The notion of form. Form is a term which refers to the recognizable shape of a text or a speech act. This shape may be either physical or abstract. It is physical in writing and abstract in spoken communication. Written forms are novels, stories, articles, poems, letters, posters, menus, etc. Spoken forms are conversations, TV and radio commentaries, announcements, sermons, jokes and anecdotes, etc. The term "form" is used in linguistics and ir literary criticism as a technical term. It is used when considering the shape, the construction, or the type of speech or writing. An awareness of form can help to produce more efficient communication.
The notion of text. Text literally means "a piece of writing". Charles Dickens' novel "Bleak House" is a text. A letter from a friend is a text. A caption to a picture is a text. A painting by Picasso can also be conditionally called a text. The term "text" is most used in linguistics and literary studies, where it was originally used as a synonym for "book", but it could just as easily be a poem, a letter, or a diary. This term is now in general use in other branches of the humanities such as cultural studies and film studies, where its meaning becomes "the thing being studied". In these other fields it could also be a video film, an advertisement, a painting, or a music score. Even a bus ticket may be called "a text". The term "text" is used so as to concentrate attention on the object being studied, rather than its author.

## DATA PROVIDED:
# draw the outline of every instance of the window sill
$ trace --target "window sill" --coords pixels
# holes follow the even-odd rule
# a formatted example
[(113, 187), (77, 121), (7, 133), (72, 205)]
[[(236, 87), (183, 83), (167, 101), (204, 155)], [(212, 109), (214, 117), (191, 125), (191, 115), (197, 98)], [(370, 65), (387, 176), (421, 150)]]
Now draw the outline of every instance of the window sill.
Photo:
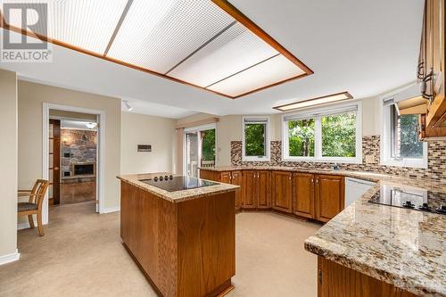
[(401, 168), (415, 168), (415, 169), (427, 169), (427, 161), (424, 160), (413, 160), (413, 159), (403, 159), (401, 161), (396, 160), (384, 160), (382, 161), (380, 165), (383, 166), (393, 166), (393, 167), (401, 167)]
[(271, 160), (269, 158), (250, 158), (242, 157), (242, 161), (244, 162), (268, 162)]
[(339, 164), (362, 164), (362, 158), (339, 158), (339, 159), (315, 159), (305, 157), (282, 158), (285, 162), (315, 162), (315, 163), (339, 163)]

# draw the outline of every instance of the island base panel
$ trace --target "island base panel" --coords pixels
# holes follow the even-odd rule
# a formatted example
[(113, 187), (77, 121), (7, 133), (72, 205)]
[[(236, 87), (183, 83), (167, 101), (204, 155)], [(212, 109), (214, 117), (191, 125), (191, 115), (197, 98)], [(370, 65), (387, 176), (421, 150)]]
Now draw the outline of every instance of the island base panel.
[(318, 257), (318, 297), (416, 297), (392, 285)]

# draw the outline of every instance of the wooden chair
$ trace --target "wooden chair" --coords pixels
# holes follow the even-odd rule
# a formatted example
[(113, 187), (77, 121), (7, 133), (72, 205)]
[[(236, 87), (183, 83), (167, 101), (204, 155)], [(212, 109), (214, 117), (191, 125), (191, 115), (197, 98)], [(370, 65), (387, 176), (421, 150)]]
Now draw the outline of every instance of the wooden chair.
[(40, 236), (45, 235), (44, 226), (42, 224), (42, 204), (44, 202), (45, 194), (48, 189), (49, 182), (45, 179), (37, 179), (32, 190), (19, 190), (21, 196), (29, 196), (28, 202), (19, 202), (17, 206), (18, 216), (28, 216), (29, 227), (34, 229), (33, 214), (37, 217), (37, 229)]

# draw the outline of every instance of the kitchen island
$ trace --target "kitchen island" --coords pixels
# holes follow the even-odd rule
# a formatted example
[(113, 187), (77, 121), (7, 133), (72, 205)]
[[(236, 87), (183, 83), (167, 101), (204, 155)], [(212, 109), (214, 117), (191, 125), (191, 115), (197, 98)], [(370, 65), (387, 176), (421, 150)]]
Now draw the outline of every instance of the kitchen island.
[(118, 177), (124, 246), (159, 295), (225, 294), (235, 274), (238, 186), (215, 183), (169, 192), (144, 182), (163, 175)]
[(319, 297), (446, 296), (446, 216), (369, 202), (386, 187), (424, 189), (444, 205), (444, 184), (379, 180), (305, 241), (318, 256)]

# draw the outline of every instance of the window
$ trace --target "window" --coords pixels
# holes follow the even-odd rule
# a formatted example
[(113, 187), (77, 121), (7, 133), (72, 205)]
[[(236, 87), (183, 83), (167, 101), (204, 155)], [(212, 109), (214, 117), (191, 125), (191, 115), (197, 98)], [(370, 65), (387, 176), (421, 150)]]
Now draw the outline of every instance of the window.
[(322, 156), (356, 156), (356, 112), (321, 118)]
[(360, 163), (360, 103), (284, 117), (283, 159)]
[(289, 155), (314, 157), (314, 119), (288, 121)]
[(269, 120), (244, 118), (243, 161), (269, 161)]
[(392, 98), (383, 104), (381, 164), (427, 168), (427, 145), (418, 140), (418, 115), (401, 113)]

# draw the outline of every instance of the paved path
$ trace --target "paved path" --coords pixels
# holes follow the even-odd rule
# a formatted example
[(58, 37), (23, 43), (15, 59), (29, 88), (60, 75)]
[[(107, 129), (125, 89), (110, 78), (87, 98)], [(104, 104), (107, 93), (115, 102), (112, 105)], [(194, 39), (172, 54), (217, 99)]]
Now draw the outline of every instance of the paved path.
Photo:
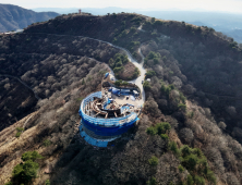
[[(25, 34), (25, 33), (23, 33)], [(138, 63), (133, 57), (132, 54), (130, 53), (129, 50), (126, 50), (125, 48), (122, 48), (122, 47), (119, 47), (119, 46), (116, 46), (116, 45), (112, 45), (108, 41), (104, 41), (104, 40), (99, 40), (99, 39), (96, 39), (96, 38), (90, 38), (90, 37), (84, 37), (84, 36), (73, 36), (73, 35), (59, 35), (59, 34), (46, 34), (46, 33), (28, 33), (28, 34), (43, 34), (43, 35), (53, 35), (53, 36), (63, 36), (63, 37), (77, 37), (77, 38), (87, 38), (87, 39), (90, 39), (90, 40), (96, 40), (96, 41), (99, 41), (99, 42), (104, 42), (104, 44), (108, 44), (117, 49), (120, 49), (122, 51), (124, 51), (129, 58), (129, 60), (140, 70), (141, 72), (141, 75), (136, 78), (136, 79), (133, 79), (133, 81), (130, 81), (129, 83), (133, 83), (135, 85), (137, 85), (141, 89), (141, 94), (142, 94), (142, 99), (140, 100), (140, 106), (143, 106), (143, 103), (145, 102), (145, 90), (143, 88), (143, 84), (142, 84), (142, 81), (144, 81), (145, 78), (145, 73), (146, 73), (146, 70), (143, 67), (143, 63), (144, 63), (144, 55), (142, 54), (141, 52), (141, 48), (138, 48), (138, 52), (141, 53), (142, 55), (142, 62)], [(113, 75), (113, 72), (111, 71), (111, 74)]]

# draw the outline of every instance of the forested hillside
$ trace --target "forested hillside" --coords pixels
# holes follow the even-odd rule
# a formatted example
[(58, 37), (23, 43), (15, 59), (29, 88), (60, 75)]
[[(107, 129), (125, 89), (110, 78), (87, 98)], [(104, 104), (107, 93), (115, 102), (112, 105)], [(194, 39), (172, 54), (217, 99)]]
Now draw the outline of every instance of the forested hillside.
[[(141, 120), (105, 149), (80, 136), (77, 110), (120, 51), (78, 36), (124, 47), (140, 62), (141, 49), (150, 78)], [(33, 184), (242, 184), (241, 50), (208, 27), (126, 13), (62, 15), (1, 37), (0, 73), (41, 98), (1, 132), (1, 182), (20, 182), (12, 170), (37, 150), (45, 158)], [(13, 85), (3, 79), (0, 87)]]

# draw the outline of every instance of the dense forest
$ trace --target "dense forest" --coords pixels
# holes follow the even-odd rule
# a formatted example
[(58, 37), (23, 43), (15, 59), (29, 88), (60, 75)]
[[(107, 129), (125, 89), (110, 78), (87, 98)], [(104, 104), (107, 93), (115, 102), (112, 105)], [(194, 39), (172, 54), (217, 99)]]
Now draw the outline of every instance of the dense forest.
[[(126, 58), (111, 45), (78, 36), (124, 47), (140, 62), (141, 49), (150, 78), (140, 122), (106, 149), (85, 144), (77, 110), (100, 89), (107, 64), (125, 69)], [(35, 184), (242, 183), (242, 49), (231, 38), (137, 14), (70, 14), (0, 44), (0, 73), (19, 76), (41, 98), (35, 112), (1, 132), (4, 183), (17, 181), (12, 163), (26, 150), (45, 157)], [(1, 81), (0, 88), (12, 86)], [(16, 128), (23, 132), (17, 139)]]

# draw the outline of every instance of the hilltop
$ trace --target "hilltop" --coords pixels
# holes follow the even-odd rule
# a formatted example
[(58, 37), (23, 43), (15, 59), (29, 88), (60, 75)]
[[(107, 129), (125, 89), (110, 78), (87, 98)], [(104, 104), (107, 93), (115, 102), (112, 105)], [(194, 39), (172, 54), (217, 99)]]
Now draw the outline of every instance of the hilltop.
[(0, 4), (0, 32), (23, 29), (28, 25), (58, 16), (55, 12), (34, 12), (12, 4)]
[[(11, 172), (21, 156), (37, 150), (45, 158), (33, 184), (242, 183), (242, 49), (231, 38), (138, 14), (70, 14), (2, 36), (0, 44), (0, 73), (41, 98), (1, 131), (1, 182), (16, 181)], [(140, 62), (141, 51), (150, 82), (144, 82), (140, 122), (97, 149), (80, 136), (77, 111), (123, 54), (113, 45)], [(10, 108), (11, 87), (14, 82), (1, 81), (0, 98)]]

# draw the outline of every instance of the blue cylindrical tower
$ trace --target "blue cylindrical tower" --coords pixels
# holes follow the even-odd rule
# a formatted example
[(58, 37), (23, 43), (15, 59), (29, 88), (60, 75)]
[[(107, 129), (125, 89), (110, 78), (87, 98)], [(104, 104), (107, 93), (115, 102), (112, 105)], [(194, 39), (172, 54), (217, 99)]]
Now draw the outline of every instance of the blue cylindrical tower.
[[(90, 145), (106, 147), (108, 141), (120, 137), (134, 125), (137, 121), (137, 113), (131, 111), (129, 114), (122, 114), (111, 119), (107, 116), (97, 118), (96, 114), (90, 113), (90, 108), (95, 108), (96, 104), (94, 104), (94, 102), (97, 98), (104, 98), (101, 91), (90, 94), (83, 99), (78, 111), (82, 116), (80, 131), (81, 135)], [(99, 103), (99, 107), (101, 107), (101, 103)], [(104, 111), (101, 112), (105, 113)]]

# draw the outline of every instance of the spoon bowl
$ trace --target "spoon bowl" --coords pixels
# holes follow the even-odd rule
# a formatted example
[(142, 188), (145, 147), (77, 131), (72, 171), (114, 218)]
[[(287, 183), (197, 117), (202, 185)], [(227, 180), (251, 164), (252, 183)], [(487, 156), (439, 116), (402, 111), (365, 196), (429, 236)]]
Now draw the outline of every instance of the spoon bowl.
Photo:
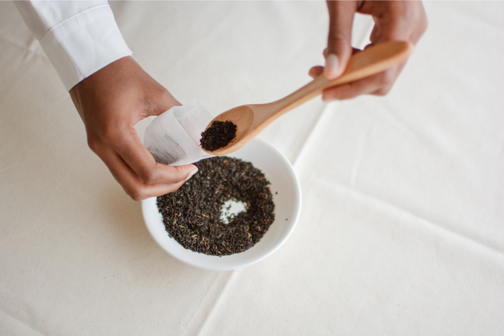
[(404, 41), (391, 41), (371, 46), (354, 54), (343, 74), (333, 80), (323, 75), (316, 78), (293, 93), (269, 104), (234, 107), (215, 117), (214, 121), (229, 120), (236, 125), (234, 139), (215, 151), (213, 155), (225, 155), (236, 151), (253, 139), (267, 126), (284, 113), (321, 94), (324, 90), (375, 75), (404, 61), (413, 51), (413, 45)]

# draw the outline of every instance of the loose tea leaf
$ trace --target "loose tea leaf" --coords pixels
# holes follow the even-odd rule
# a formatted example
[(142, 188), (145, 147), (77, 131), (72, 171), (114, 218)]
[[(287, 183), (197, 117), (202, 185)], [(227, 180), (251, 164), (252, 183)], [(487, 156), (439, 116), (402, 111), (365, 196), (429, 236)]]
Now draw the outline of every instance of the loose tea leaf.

## TASK INSTRUCTIONS:
- a) Retype the passage on form and text from "The notion of text." to "than its author.".
- b) In the passage on form and text, what does the word "text" literally mean?

## SOLUTIONS TO THE TASKS:
- a)
The notion of text. Text literally means "a piece of writing". Charles Dickens' novel "Bleak House" is a text. A letter from a friend is a text. A caption to a picture is a text. A painting by Picasso can also be conditionally called a text. The term "text" is most used in linguistics and literary studies, where it was originally used as a synonym for "book", but it could just as easily be a poem, a letter, or a diary. This term is now in general use in other branches of the humanities such as cultural studies and film studies, where its meaning becomes "the thing being studied". In these other fields it could also be a video film, an advertisement, a painting, or a music score. Even a bus ticket may be called "a text". The term "text" is used so as to concentrate attention on the object being studied, rather than its author.

- b) A piece of writing.